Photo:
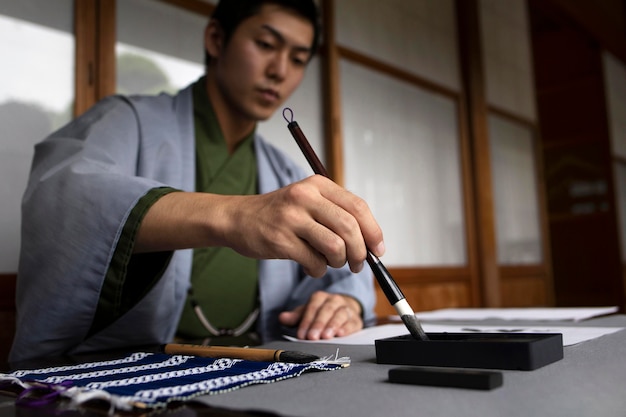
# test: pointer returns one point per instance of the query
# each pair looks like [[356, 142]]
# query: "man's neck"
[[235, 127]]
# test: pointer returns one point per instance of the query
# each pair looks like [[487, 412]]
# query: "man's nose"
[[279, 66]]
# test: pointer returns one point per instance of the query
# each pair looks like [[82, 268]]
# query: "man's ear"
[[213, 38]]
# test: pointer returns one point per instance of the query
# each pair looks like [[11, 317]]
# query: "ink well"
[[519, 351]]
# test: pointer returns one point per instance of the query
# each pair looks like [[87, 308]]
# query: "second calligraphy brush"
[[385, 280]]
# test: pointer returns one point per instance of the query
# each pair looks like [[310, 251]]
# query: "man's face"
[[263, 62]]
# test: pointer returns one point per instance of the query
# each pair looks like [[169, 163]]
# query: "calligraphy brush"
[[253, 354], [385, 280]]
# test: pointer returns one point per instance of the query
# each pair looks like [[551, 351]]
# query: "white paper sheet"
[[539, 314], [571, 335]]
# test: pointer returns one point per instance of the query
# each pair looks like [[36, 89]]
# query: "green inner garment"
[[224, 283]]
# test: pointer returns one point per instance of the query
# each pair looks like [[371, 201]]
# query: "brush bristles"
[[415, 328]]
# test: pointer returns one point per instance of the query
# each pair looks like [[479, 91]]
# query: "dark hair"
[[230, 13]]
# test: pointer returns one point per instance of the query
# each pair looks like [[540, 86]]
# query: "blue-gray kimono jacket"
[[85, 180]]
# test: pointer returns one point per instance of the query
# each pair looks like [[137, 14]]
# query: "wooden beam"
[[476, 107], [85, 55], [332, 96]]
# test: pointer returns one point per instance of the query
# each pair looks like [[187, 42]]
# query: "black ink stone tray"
*-*-*
_Exercise_
Please copy the preceding records exactly and omit the images.

_Solution_
Photo:
# test: pointer returns one point per instance of the query
# each pair looks like [[356, 142]]
# query: "man's neck"
[[235, 127]]
# test: pointer returns one point per instance of the query
# each pair looks like [[487, 412]]
# query: "man's nose"
[[279, 66]]
# test: pointer returns one point per instance of the query
# each pair looks like [[82, 268]]
# query: "man's ear"
[[213, 38]]
# test: pointer returns one point per instance of the query
# each pair looks like [[11, 317]]
# query: "ink well"
[[519, 351]]
# test: pointer returns one point per instance of the query
# each pair looks like [[87, 308]]
# query: "second calligraphy brush"
[[385, 280]]
# test: pointer returns one point per instance of the query
# each pair looks like [[310, 251]]
# query: "man's face"
[[263, 62]]
# test: pointer returns one point per instance of the query
# each pair looks like [[169, 163]]
# query: "calligraphy brush"
[[253, 354], [385, 280]]
# test: pointer returns one point per instance of the query
# each pair looks like [[551, 351]]
# query: "white paper sheet"
[[539, 314], [571, 335]]
# test: pointer returns one point per instance of the query
# each pair looks like [[36, 89]]
# query: "green inner garment"
[[224, 283]]
# test: pointer returns one point per instance of the query
# each pair looks like [[371, 201]]
# query: "brush bristles"
[[415, 328]]
# test: pointer returns one point per instance of the query
# each pair looks like [[479, 91]]
# query: "dark hair"
[[230, 13]]
# test: pointer returns one point per instance of the query
# each pair looks like [[540, 86]]
# query: "blue-gray kimono jacket"
[[85, 180]]
# test: pointer returns one point per instance of the query
# each pair looks like [[137, 14]]
# query: "wooden beam"
[[476, 107], [85, 55], [332, 96]]
# test: pointer returns one point per instance of the query
# each pair looks like [[187, 42]]
# query: "black ink stone tray"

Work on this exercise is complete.